- **Reading text**:
##############################
Newt Privately Groused About Reagan: Records

Little-explored documents reveal other choice tidbits
By Evann Gastaldo,  Newser Staff
Posted Feb 20, 2012 9:22 AM CST
Newt Privately Groused About Reagan: Records
Newt Gingrich gestures while speaking to an audience at an event billed by his campaign as a 'Hispanic Leadership Event' in South El Monte, east of Los Angeles, on February 13, 2012 in California.   (Getty Images)

Newt Gingrich likes to compare himself to Ronald Reagan, but little-noticed documents from his decades in government reveal choice tidbits from Gingrich like this one: "Really, Reaganomics has failed." The thousands of documents were compiled by a Gingrich aide, archived at a university, and recently examined by the Washington Post. Another transcript of a 1992 speech has Gingrich explaining that Reagan's "weakness" was that "he didn’t think government mattered. … The Reagan failure was to grossly undervalue the centrality of government as the organizing mechanism for reinforcing societal behavior." And a former Gingrich chief of staff noted, at a meeting in 1983, that Gingrich called Reagan and his "people … stupid all the time," according to that transcript. More from the documents:

  • Gingrich started out moderate-to-liberal, shifting to the right when he saw it would be advantageous. In 1970, he applied to teach at West Georgia College and described himself as a "progressive." By 1974, he was calling himself a "common-sense conservative," but his run for office included many liberal positions such as beefing up Medicare benefits and reducing tax loopholes for the wealthy. He even ran as an environmentalist, the Post notes. After losing that 1974 run, during a 1976 run he opposed limiting abortions.
##############################
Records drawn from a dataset

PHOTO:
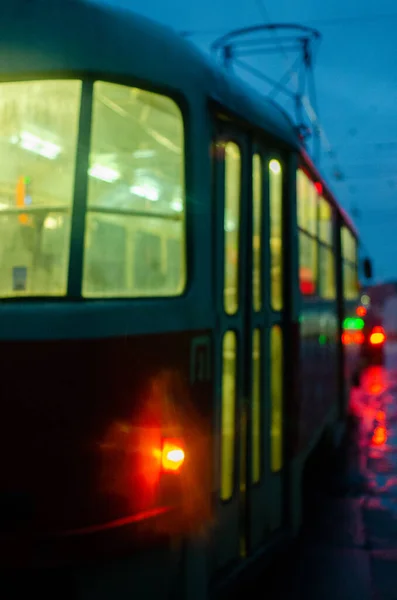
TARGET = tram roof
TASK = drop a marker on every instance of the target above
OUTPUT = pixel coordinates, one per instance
(41, 38)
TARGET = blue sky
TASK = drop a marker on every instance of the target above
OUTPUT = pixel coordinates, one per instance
(356, 80)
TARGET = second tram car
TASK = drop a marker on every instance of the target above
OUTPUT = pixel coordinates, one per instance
(174, 275)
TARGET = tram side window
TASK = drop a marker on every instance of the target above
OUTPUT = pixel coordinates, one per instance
(307, 221)
(326, 267)
(135, 223)
(232, 226)
(276, 245)
(256, 406)
(228, 414)
(276, 387)
(39, 124)
(350, 268)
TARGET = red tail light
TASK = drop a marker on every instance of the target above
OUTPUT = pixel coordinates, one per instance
(172, 455)
(380, 436)
(377, 336)
(352, 337)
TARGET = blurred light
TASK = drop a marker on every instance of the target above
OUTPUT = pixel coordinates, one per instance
(33, 143)
(353, 323)
(358, 337)
(361, 311)
(377, 336)
(275, 166)
(145, 191)
(104, 173)
(346, 338)
(380, 435)
(172, 456)
(352, 337)
(365, 300)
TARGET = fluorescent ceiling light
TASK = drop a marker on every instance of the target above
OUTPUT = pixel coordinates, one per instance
(144, 154)
(33, 143)
(145, 191)
(104, 173)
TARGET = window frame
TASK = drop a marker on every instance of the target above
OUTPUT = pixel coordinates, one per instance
(79, 203)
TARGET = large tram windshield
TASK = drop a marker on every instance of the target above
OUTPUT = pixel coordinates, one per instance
(134, 225)
(39, 127)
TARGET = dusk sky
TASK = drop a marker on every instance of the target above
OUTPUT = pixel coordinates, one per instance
(356, 81)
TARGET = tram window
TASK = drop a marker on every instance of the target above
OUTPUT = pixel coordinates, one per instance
(256, 230)
(325, 221)
(232, 226)
(228, 416)
(307, 264)
(350, 281)
(306, 203)
(326, 271)
(256, 406)
(135, 187)
(276, 390)
(276, 241)
(349, 245)
(38, 151)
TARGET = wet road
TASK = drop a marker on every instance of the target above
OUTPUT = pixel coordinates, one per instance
(348, 546)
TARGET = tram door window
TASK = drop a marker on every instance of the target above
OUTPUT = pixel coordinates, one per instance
(276, 394)
(275, 364)
(350, 267)
(228, 414)
(232, 226)
(231, 196)
(276, 245)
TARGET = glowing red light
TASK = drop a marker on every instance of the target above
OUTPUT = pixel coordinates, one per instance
(377, 336)
(380, 436)
(172, 456)
(319, 187)
(358, 337)
(361, 311)
(307, 288)
(346, 338)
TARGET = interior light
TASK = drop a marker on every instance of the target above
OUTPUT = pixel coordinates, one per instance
(104, 173)
(275, 166)
(145, 191)
(319, 187)
(177, 205)
(377, 336)
(33, 143)
(144, 154)
(365, 300)
(172, 455)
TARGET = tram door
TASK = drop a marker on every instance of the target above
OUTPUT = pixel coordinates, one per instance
(248, 348)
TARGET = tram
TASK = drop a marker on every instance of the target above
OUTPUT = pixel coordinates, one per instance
(174, 275)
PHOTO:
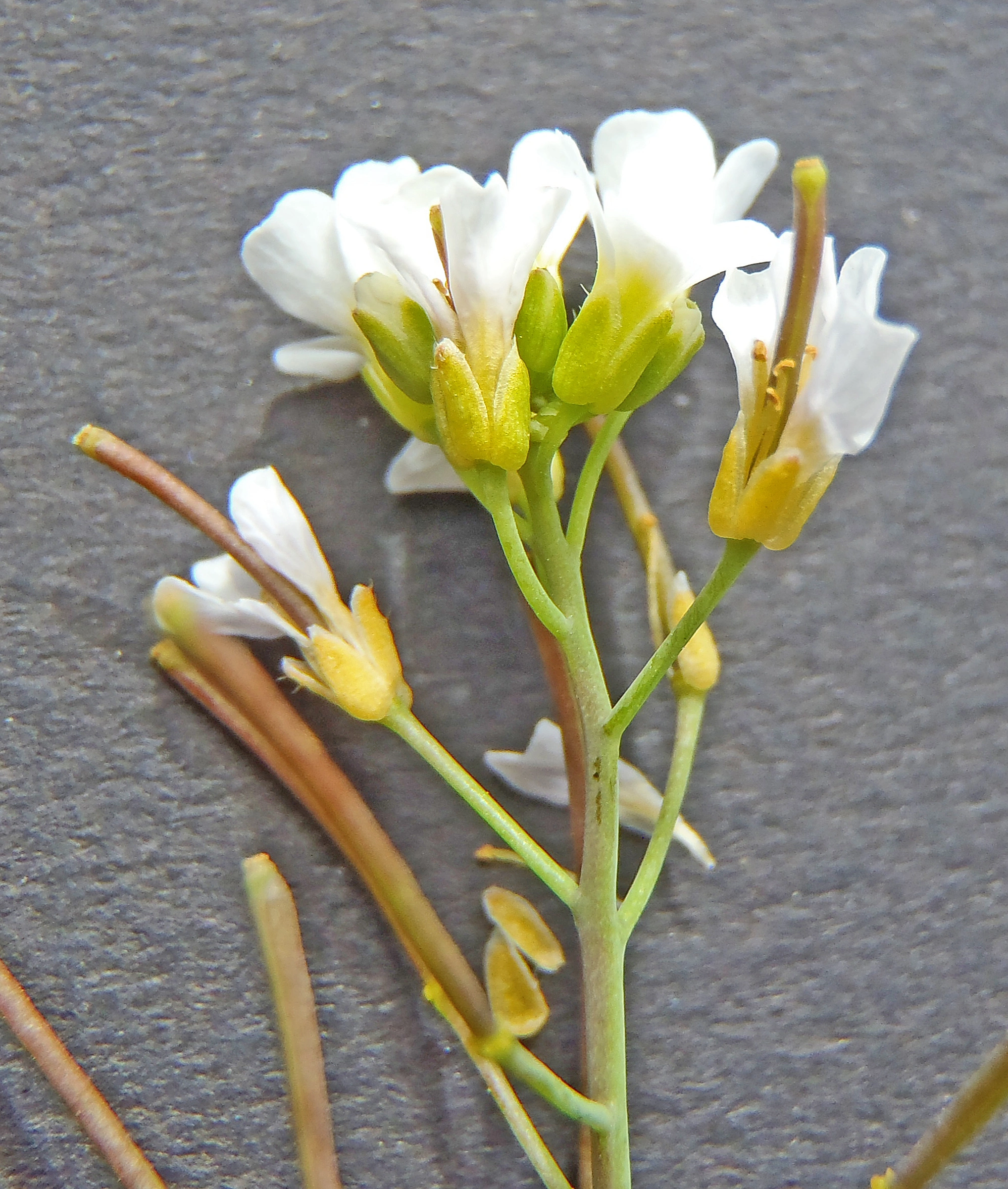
##############################
- **Parts of the exercise**:
[1] Answer these questions about the article on Newt Gingrich's archived documents:
(a) In what year did Gingrich give the speech in which he called Reagan's "weakness" that "he didn't think government mattered"?
(b) What word did Gingrich use to describe himself when he applied to teach at West Georgia College in 1970?
(c) Which newspaper recently examined the documents?
[2] Write what comes next in the article on Newt Gingrich's archived documents, continuing after its last sentence.

- **Answers by task**:
[1]
(a) 1992
(b) "Progressive"
(c) The Washington Post

[2]
  • Gingrich finally won election to Congress in 1978. In 1979, he said that his job was "to save Western civilization."
  • The documents show that Gingrich publicly called for spending cuts, but privately pushed government funding.
  • A 1982 memo shows that Gingrich's then-aide said his boss's position on abortion was dependent on "whatever side yelled at you last." That same aide later said in an interview that Gingrich "is not any kind of an ideological conservative."
  • A staff member called Gingrich "the big man" in a memo from 1984; in response, Gingrich wrote, "The big man? I am on Scarsdale," which was likely a reference to the Scarsdale diet.
  • He once proposed unionizing workers in space and building a mine on the moon.
  • Last but certainly not least: One undated handwritten note from a former aide refers to Gingrich's first wife, Jackie, around the time of their divorce: "Jackie … pizza in face, poured the drink on him."